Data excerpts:

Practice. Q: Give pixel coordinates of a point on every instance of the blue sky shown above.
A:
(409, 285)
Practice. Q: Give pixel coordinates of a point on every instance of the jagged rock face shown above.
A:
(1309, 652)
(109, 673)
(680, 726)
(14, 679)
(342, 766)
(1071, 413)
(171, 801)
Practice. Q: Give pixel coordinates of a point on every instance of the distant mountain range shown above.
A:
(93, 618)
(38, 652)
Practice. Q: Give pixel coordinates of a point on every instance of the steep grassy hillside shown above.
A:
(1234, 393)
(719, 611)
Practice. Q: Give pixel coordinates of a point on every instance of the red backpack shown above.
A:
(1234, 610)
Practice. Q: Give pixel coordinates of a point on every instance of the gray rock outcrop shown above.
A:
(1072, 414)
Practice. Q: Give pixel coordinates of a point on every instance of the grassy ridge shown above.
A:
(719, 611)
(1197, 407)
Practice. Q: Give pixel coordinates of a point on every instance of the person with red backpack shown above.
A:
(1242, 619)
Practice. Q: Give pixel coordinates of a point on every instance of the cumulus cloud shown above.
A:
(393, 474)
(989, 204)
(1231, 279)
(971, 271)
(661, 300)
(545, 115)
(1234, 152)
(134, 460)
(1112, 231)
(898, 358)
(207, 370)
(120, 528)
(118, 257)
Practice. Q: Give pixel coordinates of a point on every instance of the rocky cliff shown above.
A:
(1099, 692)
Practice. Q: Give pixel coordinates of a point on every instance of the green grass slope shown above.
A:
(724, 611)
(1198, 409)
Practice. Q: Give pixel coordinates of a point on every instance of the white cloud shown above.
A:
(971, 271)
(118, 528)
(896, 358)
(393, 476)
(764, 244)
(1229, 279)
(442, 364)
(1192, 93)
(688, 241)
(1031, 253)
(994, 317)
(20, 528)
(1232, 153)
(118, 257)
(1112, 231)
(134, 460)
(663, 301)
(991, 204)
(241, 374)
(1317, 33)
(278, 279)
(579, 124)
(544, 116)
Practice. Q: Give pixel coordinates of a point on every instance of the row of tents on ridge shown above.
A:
* * *
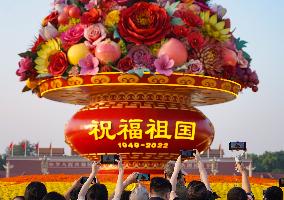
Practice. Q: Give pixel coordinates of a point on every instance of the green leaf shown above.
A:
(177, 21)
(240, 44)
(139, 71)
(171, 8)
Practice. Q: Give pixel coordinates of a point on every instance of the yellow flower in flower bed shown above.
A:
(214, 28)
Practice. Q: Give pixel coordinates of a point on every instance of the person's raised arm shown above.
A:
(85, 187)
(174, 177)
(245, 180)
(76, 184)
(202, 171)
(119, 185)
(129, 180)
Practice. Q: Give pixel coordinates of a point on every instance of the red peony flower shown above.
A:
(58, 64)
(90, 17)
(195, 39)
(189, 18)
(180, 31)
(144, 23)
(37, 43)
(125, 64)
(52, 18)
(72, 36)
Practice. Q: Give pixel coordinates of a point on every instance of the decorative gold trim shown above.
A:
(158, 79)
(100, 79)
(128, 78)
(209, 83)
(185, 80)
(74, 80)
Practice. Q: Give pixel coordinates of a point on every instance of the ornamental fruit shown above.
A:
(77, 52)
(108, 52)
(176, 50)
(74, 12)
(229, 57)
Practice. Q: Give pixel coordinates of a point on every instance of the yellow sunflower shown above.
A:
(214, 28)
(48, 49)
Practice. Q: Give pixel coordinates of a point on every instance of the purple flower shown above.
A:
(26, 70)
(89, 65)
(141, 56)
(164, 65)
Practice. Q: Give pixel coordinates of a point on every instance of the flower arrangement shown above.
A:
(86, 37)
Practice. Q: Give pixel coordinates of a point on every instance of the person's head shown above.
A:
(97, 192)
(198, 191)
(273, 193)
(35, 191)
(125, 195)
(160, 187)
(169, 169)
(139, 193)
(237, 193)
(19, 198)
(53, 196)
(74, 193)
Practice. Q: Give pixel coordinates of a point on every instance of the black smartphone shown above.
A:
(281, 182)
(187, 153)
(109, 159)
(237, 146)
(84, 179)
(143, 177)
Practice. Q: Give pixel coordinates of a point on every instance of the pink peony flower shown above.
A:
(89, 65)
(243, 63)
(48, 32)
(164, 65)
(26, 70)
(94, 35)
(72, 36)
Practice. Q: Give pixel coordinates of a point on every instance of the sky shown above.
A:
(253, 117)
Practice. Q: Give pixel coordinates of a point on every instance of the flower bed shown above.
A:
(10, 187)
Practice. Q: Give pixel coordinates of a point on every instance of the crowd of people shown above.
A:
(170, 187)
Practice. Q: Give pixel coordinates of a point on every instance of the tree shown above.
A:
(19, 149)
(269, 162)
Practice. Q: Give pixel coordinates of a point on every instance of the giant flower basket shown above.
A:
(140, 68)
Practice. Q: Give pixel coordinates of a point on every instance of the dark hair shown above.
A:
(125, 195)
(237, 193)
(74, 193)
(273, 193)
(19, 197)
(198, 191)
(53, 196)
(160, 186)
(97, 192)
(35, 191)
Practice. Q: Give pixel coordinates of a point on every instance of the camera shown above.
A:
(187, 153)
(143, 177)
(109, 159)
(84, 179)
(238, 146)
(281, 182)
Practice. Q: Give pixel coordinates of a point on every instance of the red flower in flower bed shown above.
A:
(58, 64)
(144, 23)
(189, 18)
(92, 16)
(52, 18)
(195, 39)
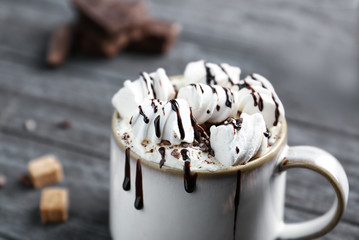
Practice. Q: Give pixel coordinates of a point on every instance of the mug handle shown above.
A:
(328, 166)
==
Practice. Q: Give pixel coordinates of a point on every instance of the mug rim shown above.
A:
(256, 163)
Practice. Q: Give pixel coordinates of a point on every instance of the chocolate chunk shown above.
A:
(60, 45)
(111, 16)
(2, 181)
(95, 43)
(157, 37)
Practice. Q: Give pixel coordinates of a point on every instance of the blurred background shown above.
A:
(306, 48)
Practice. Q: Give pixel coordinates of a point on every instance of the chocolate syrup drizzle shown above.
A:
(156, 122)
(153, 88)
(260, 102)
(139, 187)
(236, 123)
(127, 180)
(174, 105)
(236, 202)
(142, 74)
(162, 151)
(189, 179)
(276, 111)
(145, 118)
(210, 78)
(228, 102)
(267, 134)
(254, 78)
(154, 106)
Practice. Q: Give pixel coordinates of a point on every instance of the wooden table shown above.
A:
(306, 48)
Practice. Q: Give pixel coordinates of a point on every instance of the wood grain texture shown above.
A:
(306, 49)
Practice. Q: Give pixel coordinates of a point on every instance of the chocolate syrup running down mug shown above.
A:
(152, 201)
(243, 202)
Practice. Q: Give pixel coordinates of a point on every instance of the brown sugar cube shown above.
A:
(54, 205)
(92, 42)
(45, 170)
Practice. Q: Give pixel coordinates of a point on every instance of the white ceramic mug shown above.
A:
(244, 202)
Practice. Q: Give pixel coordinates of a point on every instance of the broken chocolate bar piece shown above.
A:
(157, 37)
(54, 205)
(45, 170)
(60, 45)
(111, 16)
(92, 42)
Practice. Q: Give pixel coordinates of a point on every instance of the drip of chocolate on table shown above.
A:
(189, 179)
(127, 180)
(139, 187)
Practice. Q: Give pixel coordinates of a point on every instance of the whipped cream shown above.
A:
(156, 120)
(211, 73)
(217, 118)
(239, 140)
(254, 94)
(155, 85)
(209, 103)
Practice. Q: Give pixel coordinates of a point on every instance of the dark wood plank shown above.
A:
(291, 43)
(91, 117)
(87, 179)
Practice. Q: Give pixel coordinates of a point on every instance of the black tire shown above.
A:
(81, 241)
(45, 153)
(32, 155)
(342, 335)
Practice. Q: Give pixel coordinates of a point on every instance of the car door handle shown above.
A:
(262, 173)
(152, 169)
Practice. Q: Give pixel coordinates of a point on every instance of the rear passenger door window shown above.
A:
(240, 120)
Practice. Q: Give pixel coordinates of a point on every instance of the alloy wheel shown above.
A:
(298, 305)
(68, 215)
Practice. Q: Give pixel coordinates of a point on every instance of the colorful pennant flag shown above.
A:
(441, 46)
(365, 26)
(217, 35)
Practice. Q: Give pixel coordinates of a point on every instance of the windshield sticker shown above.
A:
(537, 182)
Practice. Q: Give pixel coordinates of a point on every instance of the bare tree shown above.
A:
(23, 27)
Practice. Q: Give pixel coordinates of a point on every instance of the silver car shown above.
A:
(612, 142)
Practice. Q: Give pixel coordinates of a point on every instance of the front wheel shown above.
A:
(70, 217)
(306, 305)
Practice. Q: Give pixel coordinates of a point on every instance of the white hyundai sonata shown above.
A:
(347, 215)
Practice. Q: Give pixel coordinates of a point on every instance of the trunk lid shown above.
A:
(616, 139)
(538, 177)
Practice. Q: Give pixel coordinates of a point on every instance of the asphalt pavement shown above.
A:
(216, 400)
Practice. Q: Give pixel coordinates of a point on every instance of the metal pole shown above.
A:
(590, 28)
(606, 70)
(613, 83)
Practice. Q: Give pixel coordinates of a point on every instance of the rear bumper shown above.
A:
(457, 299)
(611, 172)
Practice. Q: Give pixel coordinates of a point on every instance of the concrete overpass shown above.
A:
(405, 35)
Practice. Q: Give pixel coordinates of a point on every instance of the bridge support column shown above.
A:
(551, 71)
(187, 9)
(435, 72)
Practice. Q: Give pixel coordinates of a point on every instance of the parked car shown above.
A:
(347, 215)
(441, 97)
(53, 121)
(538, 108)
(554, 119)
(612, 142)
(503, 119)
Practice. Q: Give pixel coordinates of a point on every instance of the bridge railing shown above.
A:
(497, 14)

> Problem statement
Please return all lines above in which the string "syrup" is found.

> Result
Practice. Q: Give pixel coordinates of a point on every instance of the chocolate syrup drizzle shown above.
Practice. Q: Give pixel coordinates of a point on every instance of the chocolate syrup running down mug shown above.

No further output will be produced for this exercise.